--- Start of Source text ---
This article is adapted from “The Rich Get Deductions and the Poor Get Ruled: A Burning Platform for a Universal Charitable Deduction,” from the Fall 2018 edition of the Nonprofit Quarterly.
For a while now at NPQ, we have been keeping an eye on a trend we were sensing beneath the findings of recent reports by Giving USA and others—that although more money than ever is being donated, fewer people are making donations. This works out to mean that high-income donors represent an ever-higher proportion of overall giving. We asked Patrick Rooney, executive associate dean for academic programs, and professor of Economics and Philanthropic Studies at IUPUI’s Indiana University Lilly Family School of Philanthropy, to confirm or deny that impression—and for the first time, we have firm corroboration of this trend, which should send loud alarms throughout the sector.
You can read Rooney’s critically important findings here.
There are a number of problems with this pattern, as has been pointed out in numerous articles and books over the last decade. First and most simply, wealthy people generally give to different recipients than do the rest of us, and their priorities can run counter to what a community might want for itself. This becomes even more layered as a problem, of course, when the money being used for philanthropy has been made through the exploitation of others, and also when that philanthropy is used to influence public systems like our schools or even whole municipalities. The new pattern, many worry, is indicative of the rise of a philanthropic plutocracy, whereby eventually all systems are primarily responsive to the ultrarich.
--- End of Source text ---
## Prompt A:
From the article on charitable giving, reproduce the passage that begins at the words "This article is" and stops after the words "throughout the sector.".
## Prompt B:
Answer these questions from the article on charitable giving:
(i) In which edition of the Nonprofit Quarterly did the original version appear?
(ii) At which school does Patrick Rooney hold his professorship?
(iii) What name does the article give to the rise that many worry the new pattern indicates?
## Prompt C:
Write the next part of the article on charitable giving, starting after its last sentence.
--- Start of Dataset records ---
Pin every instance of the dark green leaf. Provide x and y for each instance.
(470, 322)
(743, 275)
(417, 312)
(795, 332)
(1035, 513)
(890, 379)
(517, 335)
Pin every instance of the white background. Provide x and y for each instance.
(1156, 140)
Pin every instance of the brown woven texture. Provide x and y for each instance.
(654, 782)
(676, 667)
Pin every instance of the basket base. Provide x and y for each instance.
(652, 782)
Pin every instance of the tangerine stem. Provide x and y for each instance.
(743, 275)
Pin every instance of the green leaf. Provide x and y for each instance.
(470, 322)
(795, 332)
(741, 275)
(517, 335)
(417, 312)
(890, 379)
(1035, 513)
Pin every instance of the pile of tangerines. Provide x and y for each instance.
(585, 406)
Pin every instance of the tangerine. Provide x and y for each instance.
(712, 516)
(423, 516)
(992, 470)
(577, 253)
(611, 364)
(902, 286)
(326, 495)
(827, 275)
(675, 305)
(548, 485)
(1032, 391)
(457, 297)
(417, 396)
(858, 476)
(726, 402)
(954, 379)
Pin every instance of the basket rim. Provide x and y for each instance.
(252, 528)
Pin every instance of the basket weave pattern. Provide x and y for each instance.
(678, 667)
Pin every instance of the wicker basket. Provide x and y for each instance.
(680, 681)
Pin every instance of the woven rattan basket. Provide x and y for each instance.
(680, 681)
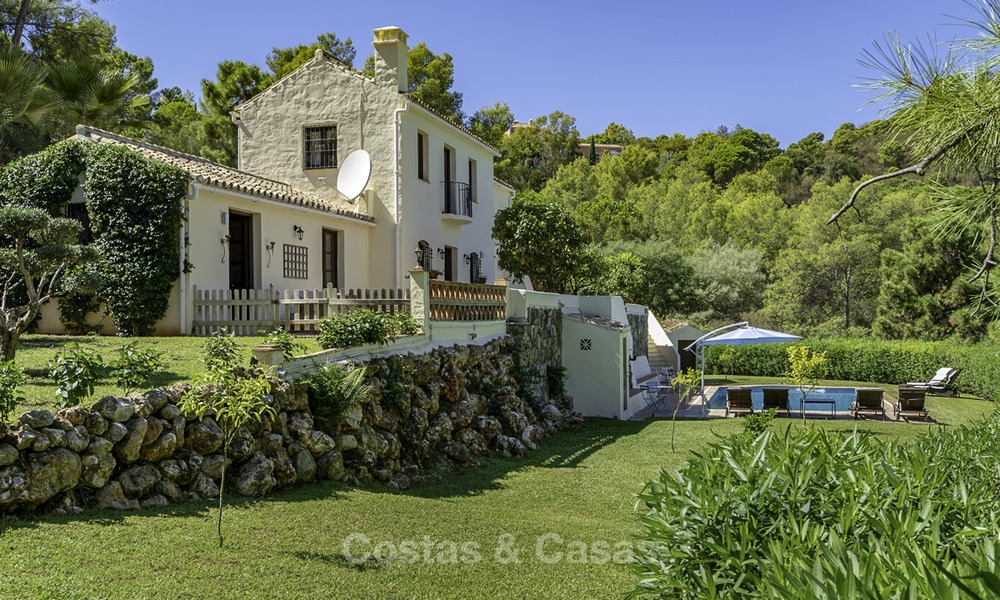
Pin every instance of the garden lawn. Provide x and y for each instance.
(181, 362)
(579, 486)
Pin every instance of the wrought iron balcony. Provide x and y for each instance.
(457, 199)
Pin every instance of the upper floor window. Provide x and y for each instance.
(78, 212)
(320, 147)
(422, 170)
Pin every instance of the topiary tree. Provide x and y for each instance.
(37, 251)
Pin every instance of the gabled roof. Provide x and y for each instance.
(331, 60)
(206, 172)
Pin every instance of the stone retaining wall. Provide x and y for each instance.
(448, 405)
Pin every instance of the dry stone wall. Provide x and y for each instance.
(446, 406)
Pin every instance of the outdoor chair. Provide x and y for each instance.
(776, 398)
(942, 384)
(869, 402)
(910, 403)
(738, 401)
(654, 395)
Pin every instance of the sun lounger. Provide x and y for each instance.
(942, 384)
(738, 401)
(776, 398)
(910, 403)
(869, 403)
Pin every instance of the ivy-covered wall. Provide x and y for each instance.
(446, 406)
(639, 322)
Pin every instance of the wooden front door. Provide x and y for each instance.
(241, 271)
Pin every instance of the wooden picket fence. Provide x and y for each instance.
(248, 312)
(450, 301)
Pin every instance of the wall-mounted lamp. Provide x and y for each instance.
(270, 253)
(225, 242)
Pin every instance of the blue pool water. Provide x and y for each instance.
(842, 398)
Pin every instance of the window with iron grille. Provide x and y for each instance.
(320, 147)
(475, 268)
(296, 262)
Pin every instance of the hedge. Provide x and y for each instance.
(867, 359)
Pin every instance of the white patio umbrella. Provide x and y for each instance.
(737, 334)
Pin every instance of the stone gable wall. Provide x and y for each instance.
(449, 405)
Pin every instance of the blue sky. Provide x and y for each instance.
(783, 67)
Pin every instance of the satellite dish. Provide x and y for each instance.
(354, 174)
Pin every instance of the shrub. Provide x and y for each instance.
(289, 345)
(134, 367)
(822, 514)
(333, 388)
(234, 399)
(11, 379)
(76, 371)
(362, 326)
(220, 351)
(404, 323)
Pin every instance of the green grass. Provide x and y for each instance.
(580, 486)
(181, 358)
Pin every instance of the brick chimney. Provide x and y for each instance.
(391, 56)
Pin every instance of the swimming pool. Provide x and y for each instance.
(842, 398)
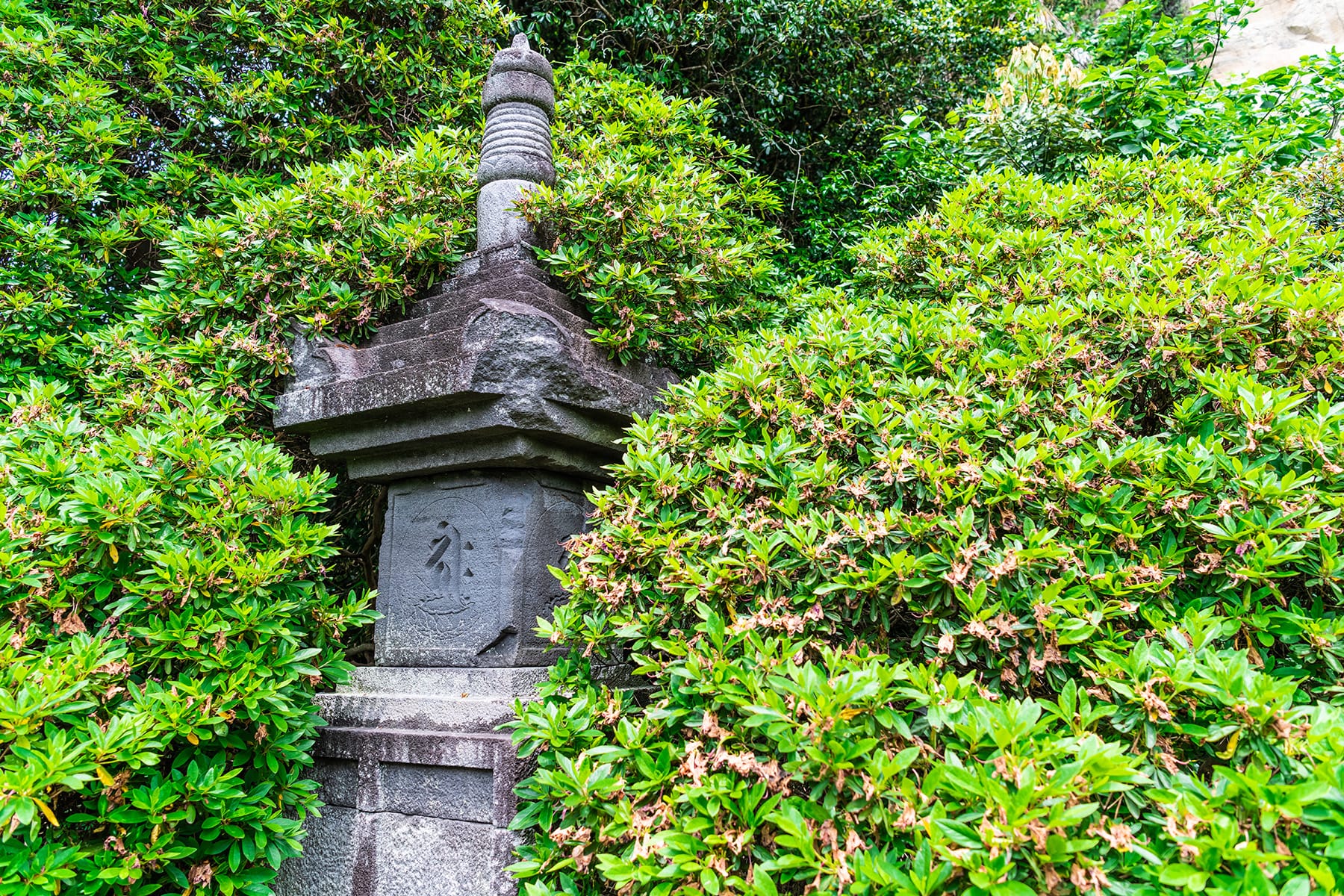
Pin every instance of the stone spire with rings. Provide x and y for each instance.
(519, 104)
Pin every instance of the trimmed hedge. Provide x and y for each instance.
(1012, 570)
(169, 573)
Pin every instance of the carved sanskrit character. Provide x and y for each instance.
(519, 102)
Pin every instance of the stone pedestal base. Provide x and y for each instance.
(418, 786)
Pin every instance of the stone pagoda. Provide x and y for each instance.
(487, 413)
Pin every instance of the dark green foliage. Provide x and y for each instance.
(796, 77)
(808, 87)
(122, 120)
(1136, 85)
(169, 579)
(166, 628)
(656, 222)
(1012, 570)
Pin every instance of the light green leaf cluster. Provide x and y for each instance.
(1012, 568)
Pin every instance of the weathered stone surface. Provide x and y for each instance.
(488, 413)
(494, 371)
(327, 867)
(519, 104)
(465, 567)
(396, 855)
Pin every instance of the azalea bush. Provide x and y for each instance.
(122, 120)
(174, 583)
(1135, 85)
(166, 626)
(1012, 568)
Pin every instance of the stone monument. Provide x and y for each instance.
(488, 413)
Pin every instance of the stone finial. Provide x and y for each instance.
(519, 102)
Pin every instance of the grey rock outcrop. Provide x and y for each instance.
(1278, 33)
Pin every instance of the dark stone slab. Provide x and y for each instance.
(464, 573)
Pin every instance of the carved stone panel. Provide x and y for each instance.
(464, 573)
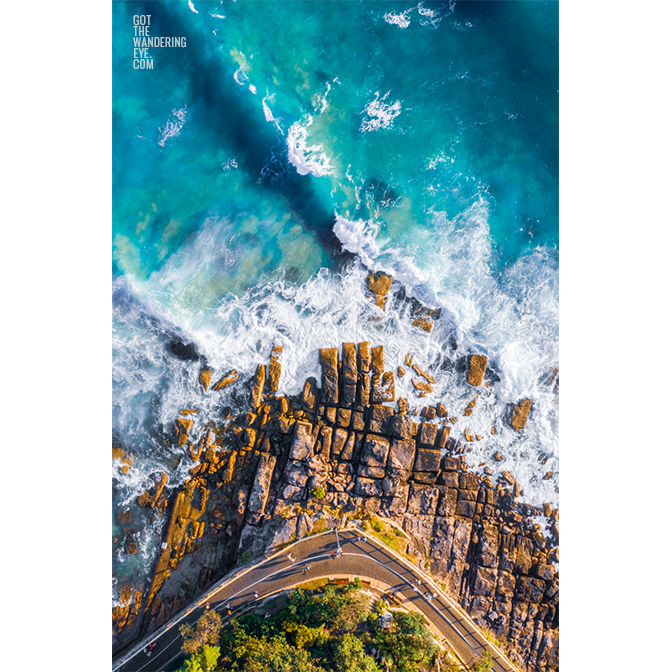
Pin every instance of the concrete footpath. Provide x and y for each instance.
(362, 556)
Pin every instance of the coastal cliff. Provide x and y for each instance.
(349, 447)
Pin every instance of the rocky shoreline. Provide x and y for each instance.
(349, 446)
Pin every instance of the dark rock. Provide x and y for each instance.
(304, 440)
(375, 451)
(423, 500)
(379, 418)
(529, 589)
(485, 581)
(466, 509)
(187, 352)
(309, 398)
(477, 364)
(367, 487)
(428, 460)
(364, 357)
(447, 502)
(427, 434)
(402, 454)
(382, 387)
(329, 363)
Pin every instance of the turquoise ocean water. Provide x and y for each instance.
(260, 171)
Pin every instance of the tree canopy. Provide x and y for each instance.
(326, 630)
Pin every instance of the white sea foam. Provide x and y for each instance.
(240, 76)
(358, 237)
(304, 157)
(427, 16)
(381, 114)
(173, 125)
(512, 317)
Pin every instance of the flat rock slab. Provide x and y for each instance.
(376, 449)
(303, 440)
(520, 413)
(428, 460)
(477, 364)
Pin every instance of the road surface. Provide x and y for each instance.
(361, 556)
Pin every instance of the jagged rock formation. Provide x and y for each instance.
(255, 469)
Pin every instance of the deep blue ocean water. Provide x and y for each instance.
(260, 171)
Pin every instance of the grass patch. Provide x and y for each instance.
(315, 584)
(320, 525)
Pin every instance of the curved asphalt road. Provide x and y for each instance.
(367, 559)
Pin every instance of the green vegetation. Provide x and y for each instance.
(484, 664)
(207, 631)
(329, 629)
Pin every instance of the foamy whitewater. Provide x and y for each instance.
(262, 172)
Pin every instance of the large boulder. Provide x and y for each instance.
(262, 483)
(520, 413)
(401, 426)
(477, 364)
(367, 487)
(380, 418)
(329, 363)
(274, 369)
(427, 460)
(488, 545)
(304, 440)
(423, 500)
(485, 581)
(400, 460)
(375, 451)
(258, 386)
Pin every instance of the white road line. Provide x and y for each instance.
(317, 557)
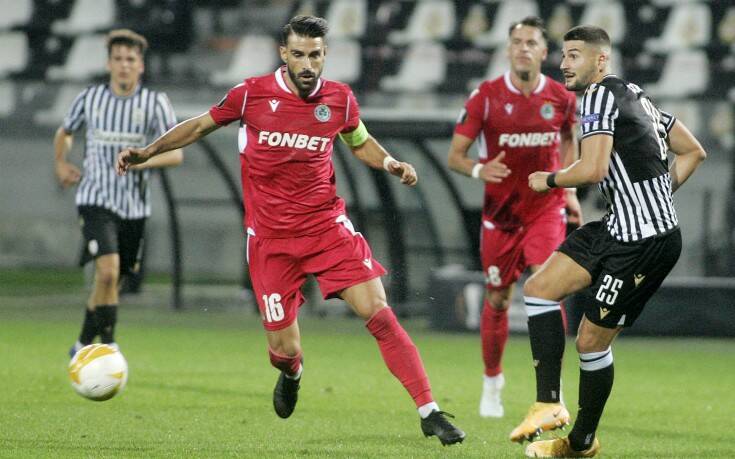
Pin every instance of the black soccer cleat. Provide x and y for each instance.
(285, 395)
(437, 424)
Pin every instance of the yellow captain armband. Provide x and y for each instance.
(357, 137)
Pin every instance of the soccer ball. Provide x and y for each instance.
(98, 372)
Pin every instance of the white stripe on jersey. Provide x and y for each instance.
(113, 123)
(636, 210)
--- End of Dataset records ---
## Exercise answer A:
This article is adapted from “The Rich Get Deductions and the Poor Get Ruled: A Burning Platform for a Universal Charitable Deduction,” from the Fall 2018 edition of the Nonprofit Quarterly.
For a while now at NPQ, we have been keeping an eye on a trend we were sensing beneath the findings of recent reports by Giving USA and others—that although more money than ever is being donated, fewer people are making donations. This works out to mean that high-income donors represent an ever-higher proportion of overall giving. We asked Patrick Rooney, executive associate dean for academic programs, and professor of Economics and Philanthropic Studies at IUPUI’s Indiana University Lilly Family School of Philanthropy, to confirm or deny that impression—and for the first time, we have firm corroboration of this trend, which should send loud alarms throughout the sector.

## Exercise answer B:
(i) The Fall 2018 edition.
(ii) IUPUI's Indiana University Lilly Family School of Philanthropy.
(iii) A philanthropic plutocracy.

## Exercise answer C:
The tendency of the ultrarich to minimize their personal and their corporations’ tax payments—and of government to facilitate such arrangements—is, at least in part, responsible for the starvation of public services. Then, under the current tax arrangement and at their whim, those same ultrarich step in with philanthropic dollars for which only they get a deduction. These public services, then, are removed from the control of the public and “given” as alms with strings attached—i.e., they are turned into private charity projects, of interest to the rich philanthropists but not necessarily the individuals and communities being starved because of the lower tax revenues.
The nonprofit sector, as we have said previously, is not very good at pursuing affirmative legislation, generally playing a defensive game—and in this case, that will just not suffice. There is an urgent need for a decisive, equity-based tax agenda to reverse this antidemocratic tax measure.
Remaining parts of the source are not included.